» **Your assignment**
Scan the records below, and wherever a line has the word "patio", pull it out.

» **Supplied data**
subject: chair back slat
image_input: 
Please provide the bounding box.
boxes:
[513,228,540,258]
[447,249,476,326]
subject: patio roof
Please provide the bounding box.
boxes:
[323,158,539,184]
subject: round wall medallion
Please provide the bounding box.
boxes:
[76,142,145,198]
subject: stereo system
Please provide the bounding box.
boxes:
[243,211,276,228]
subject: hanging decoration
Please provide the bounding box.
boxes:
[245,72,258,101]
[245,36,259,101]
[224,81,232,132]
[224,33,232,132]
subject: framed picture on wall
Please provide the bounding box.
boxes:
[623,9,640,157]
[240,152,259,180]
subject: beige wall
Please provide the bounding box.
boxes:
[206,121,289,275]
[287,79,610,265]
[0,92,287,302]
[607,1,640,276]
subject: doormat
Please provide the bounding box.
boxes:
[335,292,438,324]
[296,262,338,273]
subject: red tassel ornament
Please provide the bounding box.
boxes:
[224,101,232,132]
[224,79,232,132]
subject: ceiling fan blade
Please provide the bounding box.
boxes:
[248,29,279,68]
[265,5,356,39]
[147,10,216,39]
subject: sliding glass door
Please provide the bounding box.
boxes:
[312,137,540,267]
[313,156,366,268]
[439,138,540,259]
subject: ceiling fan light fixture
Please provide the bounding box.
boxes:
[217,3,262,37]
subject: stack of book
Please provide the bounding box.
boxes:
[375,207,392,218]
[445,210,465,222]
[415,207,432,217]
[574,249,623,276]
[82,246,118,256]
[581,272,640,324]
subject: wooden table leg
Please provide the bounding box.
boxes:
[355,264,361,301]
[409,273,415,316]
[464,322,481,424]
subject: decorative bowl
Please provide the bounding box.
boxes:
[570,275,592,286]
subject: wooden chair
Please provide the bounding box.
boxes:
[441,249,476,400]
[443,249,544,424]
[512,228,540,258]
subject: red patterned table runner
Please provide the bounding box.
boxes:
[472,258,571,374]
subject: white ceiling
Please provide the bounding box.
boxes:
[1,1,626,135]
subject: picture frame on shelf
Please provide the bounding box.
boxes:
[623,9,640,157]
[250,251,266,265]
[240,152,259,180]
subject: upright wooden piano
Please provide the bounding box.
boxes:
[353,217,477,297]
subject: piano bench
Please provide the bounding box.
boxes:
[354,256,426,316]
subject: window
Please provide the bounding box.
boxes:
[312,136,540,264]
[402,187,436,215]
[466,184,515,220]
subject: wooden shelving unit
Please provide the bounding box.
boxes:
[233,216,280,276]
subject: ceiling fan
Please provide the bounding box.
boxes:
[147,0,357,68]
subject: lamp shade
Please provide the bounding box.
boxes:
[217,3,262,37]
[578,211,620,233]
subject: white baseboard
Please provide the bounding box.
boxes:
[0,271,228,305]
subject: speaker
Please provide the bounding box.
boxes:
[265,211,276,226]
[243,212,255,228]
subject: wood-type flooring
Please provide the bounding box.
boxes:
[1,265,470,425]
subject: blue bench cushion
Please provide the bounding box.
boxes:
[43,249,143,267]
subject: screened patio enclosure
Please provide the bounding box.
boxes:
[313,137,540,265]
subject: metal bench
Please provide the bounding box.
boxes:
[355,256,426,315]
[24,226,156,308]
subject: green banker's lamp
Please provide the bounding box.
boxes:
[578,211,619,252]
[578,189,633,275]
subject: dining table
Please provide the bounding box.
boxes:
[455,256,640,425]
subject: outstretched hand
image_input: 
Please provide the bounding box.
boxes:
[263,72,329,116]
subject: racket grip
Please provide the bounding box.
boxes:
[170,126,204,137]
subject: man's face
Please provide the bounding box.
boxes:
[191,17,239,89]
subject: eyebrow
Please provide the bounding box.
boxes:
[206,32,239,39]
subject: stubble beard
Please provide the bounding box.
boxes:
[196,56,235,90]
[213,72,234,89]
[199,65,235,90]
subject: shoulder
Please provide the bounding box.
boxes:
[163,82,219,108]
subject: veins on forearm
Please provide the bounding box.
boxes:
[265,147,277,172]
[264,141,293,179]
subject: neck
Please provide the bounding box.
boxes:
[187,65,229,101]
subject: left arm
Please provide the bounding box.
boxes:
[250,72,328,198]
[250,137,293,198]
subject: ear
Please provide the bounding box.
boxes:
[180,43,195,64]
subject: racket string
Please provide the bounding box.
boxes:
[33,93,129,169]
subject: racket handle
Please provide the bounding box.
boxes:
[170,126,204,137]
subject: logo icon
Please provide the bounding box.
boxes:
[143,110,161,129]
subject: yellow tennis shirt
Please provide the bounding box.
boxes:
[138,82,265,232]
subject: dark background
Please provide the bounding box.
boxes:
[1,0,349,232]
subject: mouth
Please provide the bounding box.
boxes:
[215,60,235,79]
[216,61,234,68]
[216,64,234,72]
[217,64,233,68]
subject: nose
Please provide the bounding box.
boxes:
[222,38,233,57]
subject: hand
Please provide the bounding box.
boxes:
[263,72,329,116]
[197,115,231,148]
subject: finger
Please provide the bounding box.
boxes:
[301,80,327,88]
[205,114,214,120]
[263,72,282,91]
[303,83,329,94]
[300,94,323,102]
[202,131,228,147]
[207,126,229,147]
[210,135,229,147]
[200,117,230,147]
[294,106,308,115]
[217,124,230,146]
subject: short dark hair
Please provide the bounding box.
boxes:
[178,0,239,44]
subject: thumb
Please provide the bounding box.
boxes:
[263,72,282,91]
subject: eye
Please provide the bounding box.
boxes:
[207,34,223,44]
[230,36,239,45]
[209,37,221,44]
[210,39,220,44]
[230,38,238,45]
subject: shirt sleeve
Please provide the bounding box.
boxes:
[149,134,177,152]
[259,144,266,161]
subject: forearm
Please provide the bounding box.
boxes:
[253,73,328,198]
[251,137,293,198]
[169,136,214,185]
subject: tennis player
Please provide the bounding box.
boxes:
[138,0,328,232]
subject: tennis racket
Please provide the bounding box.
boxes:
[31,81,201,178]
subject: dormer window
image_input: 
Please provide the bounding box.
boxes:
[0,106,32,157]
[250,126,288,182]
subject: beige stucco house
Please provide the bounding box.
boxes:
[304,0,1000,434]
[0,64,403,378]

» **Exercise result**
subject: patio roof
subject: screened patio enclosure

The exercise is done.